Setzen Sie den Text über die Wachstumspläne von BMW in China im Anschluss an seinen letzten Satz fort.

=== Untersuchter Text ===

Die Ambitionen der Münchner kommen nicht von ungefähr: Die Auto-Analysten von PWC prognostizieren, dass sich die Produktion deutscher Premium-Hersteller bis 2020 verdoppeln wird. Diese Prognose wird von den Unternehmensberatern von McKinsey unterstützt, die in den nächsten acht Jahren sogar von einem durchschnittlichen Wachstum von zwölf Prozent im Premium-Segment in China ausgehen.
Im Vergleich dazu wird der gesamte Automobil-Markt laut den Prognosen jährlich weiter um rund acht Prozent wachsen. Das bedeutet: Bis spätestens 2020 wird die Volksrepublik mit rund drei Millionen verkaufter Autos pro Jahr die USA als größter Absatzplatz für Premium-Modelle abgelöst haben.
In den großen chinesischen Städten sollen Erlebniswelten entstehen
Ein wichtiges Standbein wird zunehmend der Aftersales-Bereich. Momentan befinden sich über eine Million BMW auf Chinas Straßen. Über die Hälfte ist jünger als zwei Jahre. Das bedeutet, dass in den kommenden Jahren der Aftersales-Markt mit all seinen Gebrauchtwagen-Facetten immer wichtiger wird. Angefangen von Reparaturleistungen bis hin zu Finanzierungen.
Diese Entwicklung hat der BMW-Vorstand offenbar im Blick gehabt, als er mit Karsten Engel einen Aftersales-Spezialisten mit China-Erfahrung auf den Chefsessel im Reich der Mitte hievte. Er geht seine Aufgabe mit Augenmaß an. "Man darf jetzt keinen Fehler in der Marktvorbereitung und in der Händlerentwicklung machen", sagt Engel.
BMW stellt in China seinen Auftritt um. In den großen Städten sollen Erlebniswelten entstehen, in denen der Kunde durch sogenannte "Product-Geniuse", wie man es von den Apple Stores kennt, eine individuelle Beratung bekommen. Ein Kauf wird nicht möglich sein. Die erste dieser Markenwelten wurde Anfang April in Shanghai eröffnet.
Doch die Münchener verlassen sich bei ihrem Wachstumskurs nicht alleine auf die Strahlkraft ihrer Kernmarken BMW und Mini, sondern setzen auch auf die mittlerweile zehn Jahre andauernde Zusammenarbeit mit dem Joint Venture Partner Brilliance. Gemeinsam hob man jetzt die Marke "Zinoro" aus der Taufe, deren Name im chinesischen in etwa "Versprechen" bedeutet.

=== Erfasste Daten ===

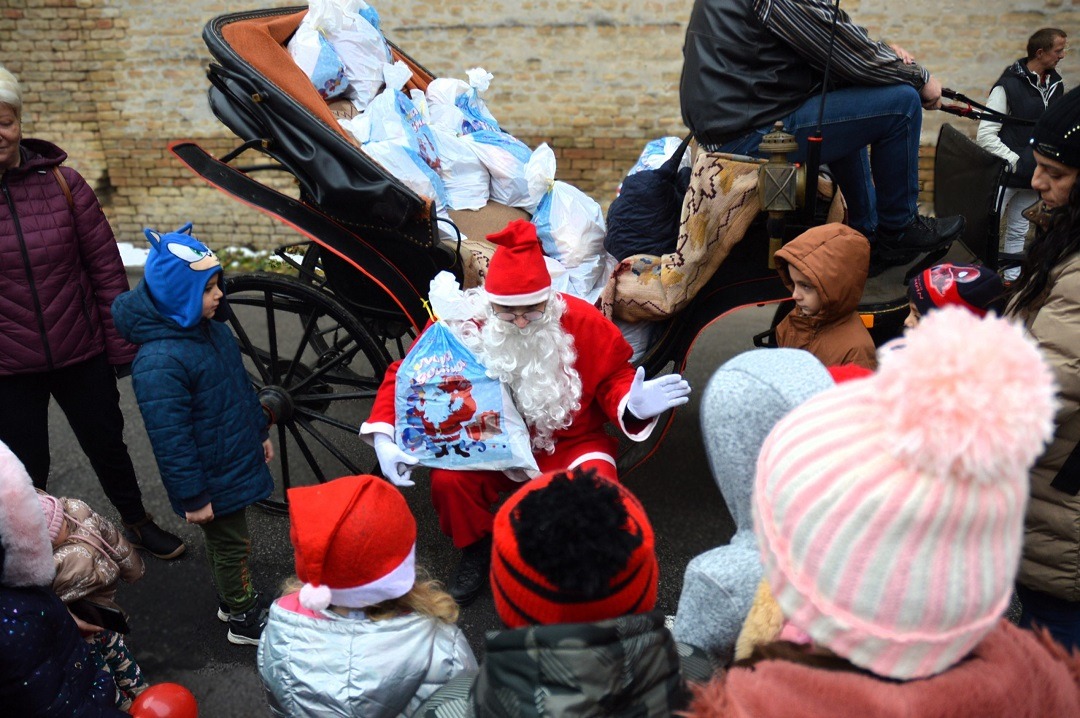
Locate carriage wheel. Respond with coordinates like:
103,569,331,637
226,274,389,513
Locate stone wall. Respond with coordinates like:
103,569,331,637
0,0,1080,247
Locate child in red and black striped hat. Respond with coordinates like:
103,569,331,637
414,470,711,718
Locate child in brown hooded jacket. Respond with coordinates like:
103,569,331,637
775,223,877,369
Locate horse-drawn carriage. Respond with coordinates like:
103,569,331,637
171,8,1001,510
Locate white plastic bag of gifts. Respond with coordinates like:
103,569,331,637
313,0,393,111
394,321,539,473
427,67,502,135
461,130,532,207
288,19,349,99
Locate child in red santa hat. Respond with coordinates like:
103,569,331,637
258,476,476,718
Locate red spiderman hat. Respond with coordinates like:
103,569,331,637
484,219,551,307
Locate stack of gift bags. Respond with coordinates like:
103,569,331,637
288,0,630,302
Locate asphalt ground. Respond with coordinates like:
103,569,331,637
35,267,803,718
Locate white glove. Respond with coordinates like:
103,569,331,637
374,432,419,486
502,469,532,484
626,366,690,421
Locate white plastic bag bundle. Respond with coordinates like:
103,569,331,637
455,67,502,133
424,78,469,135
525,144,606,270
288,21,349,99
551,252,619,304
615,137,690,197
461,130,532,207
427,67,502,135
364,62,438,171
360,137,447,212
626,137,690,176
431,125,491,209
313,0,392,110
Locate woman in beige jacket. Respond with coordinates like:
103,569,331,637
1005,90,1080,648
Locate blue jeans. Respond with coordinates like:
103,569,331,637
718,85,922,233
1016,583,1080,650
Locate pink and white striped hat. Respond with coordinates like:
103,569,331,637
754,308,1056,679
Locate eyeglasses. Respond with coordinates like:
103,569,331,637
495,309,543,323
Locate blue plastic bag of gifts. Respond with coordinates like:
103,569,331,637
394,322,538,472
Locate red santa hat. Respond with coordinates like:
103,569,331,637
288,475,416,611
484,219,551,307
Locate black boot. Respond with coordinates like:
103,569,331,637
450,536,491,606
124,514,187,559
867,215,964,269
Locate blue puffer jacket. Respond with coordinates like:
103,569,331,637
112,280,273,516
0,587,127,718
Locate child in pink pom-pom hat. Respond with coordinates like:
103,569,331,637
687,307,1080,718
258,476,476,718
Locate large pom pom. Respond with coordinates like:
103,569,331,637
875,307,1057,482
300,583,330,611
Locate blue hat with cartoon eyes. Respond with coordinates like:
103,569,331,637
143,222,224,328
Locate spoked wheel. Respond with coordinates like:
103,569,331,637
226,274,389,513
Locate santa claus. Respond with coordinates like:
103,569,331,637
360,219,690,606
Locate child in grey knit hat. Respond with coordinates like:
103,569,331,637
674,349,834,664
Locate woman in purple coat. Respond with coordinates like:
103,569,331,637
0,66,185,558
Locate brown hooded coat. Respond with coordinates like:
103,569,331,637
777,223,877,369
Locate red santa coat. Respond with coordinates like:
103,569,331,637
360,294,657,471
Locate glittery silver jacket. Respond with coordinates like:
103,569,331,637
258,594,476,718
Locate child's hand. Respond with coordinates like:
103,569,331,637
184,503,214,524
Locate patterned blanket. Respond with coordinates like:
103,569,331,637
600,152,845,322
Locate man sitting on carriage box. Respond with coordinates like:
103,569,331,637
679,0,963,273
360,219,690,605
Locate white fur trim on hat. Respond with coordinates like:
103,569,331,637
0,444,56,586
300,543,416,611
487,286,551,307
753,307,1055,680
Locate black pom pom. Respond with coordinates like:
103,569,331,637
510,470,643,601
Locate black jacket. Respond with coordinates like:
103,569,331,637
994,57,1065,189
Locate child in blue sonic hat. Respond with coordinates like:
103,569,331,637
112,222,273,646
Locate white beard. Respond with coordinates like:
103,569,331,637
453,289,581,453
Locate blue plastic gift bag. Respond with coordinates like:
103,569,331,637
394,322,538,472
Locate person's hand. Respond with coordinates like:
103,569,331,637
626,366,690,421
375,433,419,486
68,609,105,636
919,74,942,110
889,42,915,65
184,503,214,524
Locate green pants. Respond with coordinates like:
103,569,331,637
200,509,255,613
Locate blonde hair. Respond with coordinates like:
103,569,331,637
0,65,23,122
281,568,460,623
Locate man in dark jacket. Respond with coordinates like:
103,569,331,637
112,222,273,646
0,444,127,718
679,0,963,267
975,27,1067,282
414,469,712,718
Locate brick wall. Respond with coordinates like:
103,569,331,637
0,0,1080,247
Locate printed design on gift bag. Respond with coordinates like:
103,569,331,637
394,323,536,471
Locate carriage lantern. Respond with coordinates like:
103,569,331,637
757,122,806,269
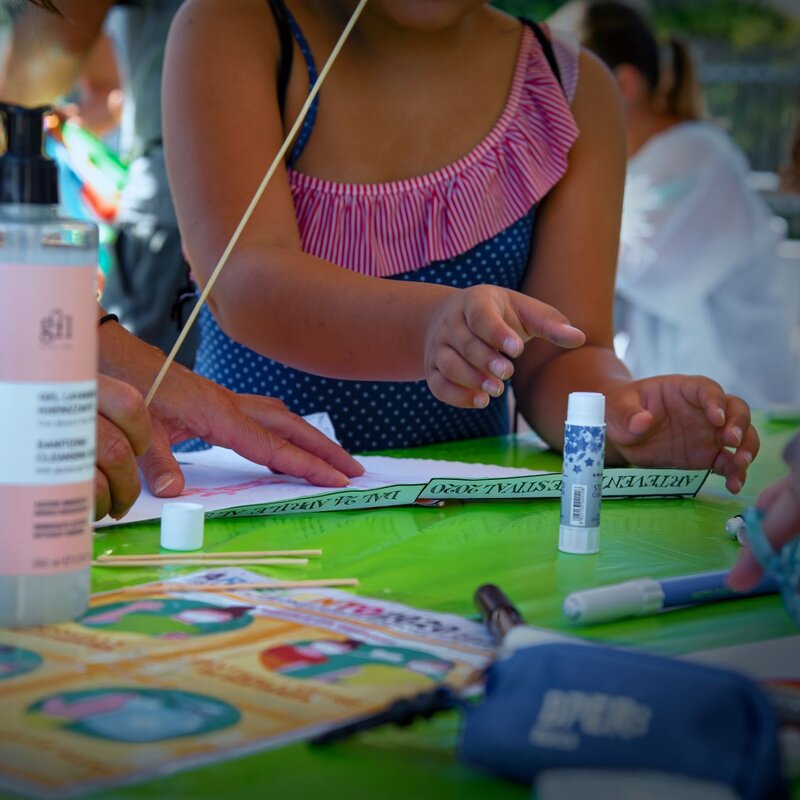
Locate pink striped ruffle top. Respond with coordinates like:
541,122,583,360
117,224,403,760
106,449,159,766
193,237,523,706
289,27,578,277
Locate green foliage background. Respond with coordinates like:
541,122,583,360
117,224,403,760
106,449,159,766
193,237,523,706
494,0,800,50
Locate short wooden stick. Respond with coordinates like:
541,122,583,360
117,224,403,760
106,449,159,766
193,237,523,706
108,578,358,595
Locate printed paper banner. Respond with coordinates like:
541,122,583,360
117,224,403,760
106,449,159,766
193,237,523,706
96,447,708,528
417,468,708,500
0,569,492,798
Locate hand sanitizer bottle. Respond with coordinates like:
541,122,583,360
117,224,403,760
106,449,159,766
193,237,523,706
0,104,98,627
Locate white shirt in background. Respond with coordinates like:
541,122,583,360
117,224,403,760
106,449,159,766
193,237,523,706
616,122,796,407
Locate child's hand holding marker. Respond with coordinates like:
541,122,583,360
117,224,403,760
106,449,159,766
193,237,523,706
606,375,760,493
728,434,800,593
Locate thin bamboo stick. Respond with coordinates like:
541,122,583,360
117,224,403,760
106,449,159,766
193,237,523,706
95,550,322,563
109,578,358,595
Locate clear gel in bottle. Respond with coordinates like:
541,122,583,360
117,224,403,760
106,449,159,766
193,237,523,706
0,104,98,627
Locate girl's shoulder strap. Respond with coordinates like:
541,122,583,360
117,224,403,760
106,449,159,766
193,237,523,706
267,0,294,117
520,17,564,90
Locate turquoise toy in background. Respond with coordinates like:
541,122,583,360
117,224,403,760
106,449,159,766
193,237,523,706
45,115,128,293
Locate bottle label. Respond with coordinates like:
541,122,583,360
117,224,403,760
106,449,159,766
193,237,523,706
0,264,97,575
561,425,606,528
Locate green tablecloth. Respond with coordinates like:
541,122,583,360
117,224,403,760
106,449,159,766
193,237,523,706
3,416,797,800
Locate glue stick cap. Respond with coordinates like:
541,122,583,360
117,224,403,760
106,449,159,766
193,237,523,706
0,103,58,205
567,392,606,426
161,503,204,550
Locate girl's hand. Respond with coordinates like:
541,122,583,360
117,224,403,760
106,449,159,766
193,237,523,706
139,364,364,497
94,375,152,519
425,285,585,408
606,375,759,493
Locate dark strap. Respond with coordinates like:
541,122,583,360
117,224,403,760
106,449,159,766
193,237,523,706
520,17,564,91
267,0,294,117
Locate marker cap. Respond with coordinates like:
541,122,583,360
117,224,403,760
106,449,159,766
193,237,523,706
558,525,600,555
564,578,664,624
567,392,606,426
161,503,205,550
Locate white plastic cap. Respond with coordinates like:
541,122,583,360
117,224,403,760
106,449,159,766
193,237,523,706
558,525,600,555
564,578,664,624
567,392,606,425
161,503,205,550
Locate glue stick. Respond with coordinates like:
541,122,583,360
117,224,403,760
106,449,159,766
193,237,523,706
0,104,97,627
558,392,606,554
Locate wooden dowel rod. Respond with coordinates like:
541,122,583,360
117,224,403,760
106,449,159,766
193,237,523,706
96,550,322,562
92,558,308,567
108,578,358,594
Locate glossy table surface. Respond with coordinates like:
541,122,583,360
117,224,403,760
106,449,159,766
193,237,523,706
1,422,798,799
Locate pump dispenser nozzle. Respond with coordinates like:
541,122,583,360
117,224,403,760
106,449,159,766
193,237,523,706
0,103,58,205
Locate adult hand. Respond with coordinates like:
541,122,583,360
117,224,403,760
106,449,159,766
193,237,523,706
424,285,585,408
606,375,759,493
94,375,152,519
139,364,364,497
728,434,800,591
98,306,364,516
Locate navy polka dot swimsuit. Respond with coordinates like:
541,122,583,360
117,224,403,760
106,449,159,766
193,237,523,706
184,10,576,452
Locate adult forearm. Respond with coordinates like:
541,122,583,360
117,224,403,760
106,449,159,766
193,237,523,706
206,247,458,380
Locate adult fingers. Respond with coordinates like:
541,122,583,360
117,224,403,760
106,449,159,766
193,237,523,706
97,375,150,456
96,416,141,519
225,395,364,476
139,419,185,497
94,467,111,519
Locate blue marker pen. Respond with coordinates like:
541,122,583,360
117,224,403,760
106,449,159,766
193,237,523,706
564,570,778,624
558,392,606,553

===

## [Lösung]
"Wir kreieren nichts, was BMW nach unten zieht."
Als Geburtstagsgeschenk wird im November ein rein elektrisches Modell - vermutlich ein Crossover - vorgestellt, das mit seiner Reichweite von 50 Kilometern der Definition der chinesischen Regierung eines New Electric Vehicle (NEV) entspricht. "Das wird ein Autos sein, dass hochwertig gefertigt ist, aber kein BMW ist", sagt Brilliance-Chef Olaf Kastner und benennt die Zielgruppe: "Wir haben Käufer in Blick, die bewusst chinesische Produkte kaufen, aber nach vorne schauen."
Befürchtungen, dass das neue Modell den aufwendig entwickelten E-Mobilen i3 und i8 schaden könnte, die beide im zweiten Quartal des nächsten Jahres in China erscheinen sollen, teilt Kastner nicht: "Wir kreieren nichts, was BMW nach unten zieht. Die Unterscheidung wird ganz deutlich sein."
Im Gegensatz zum Münchener Karbon-Stromer, dessen Batterie von SB LiMotive (Samsung und Bosch) kommt, wird im E-Zinoro ein chinesischer Akku verbaut sein. Außerdem soll der Zinoro nur punktuell, hauptsächlich in großen Städten, vertrieben werden und - falls sich das Konzept bewährt - Ausgangspunkt einer ganzen Produktfamilie sein.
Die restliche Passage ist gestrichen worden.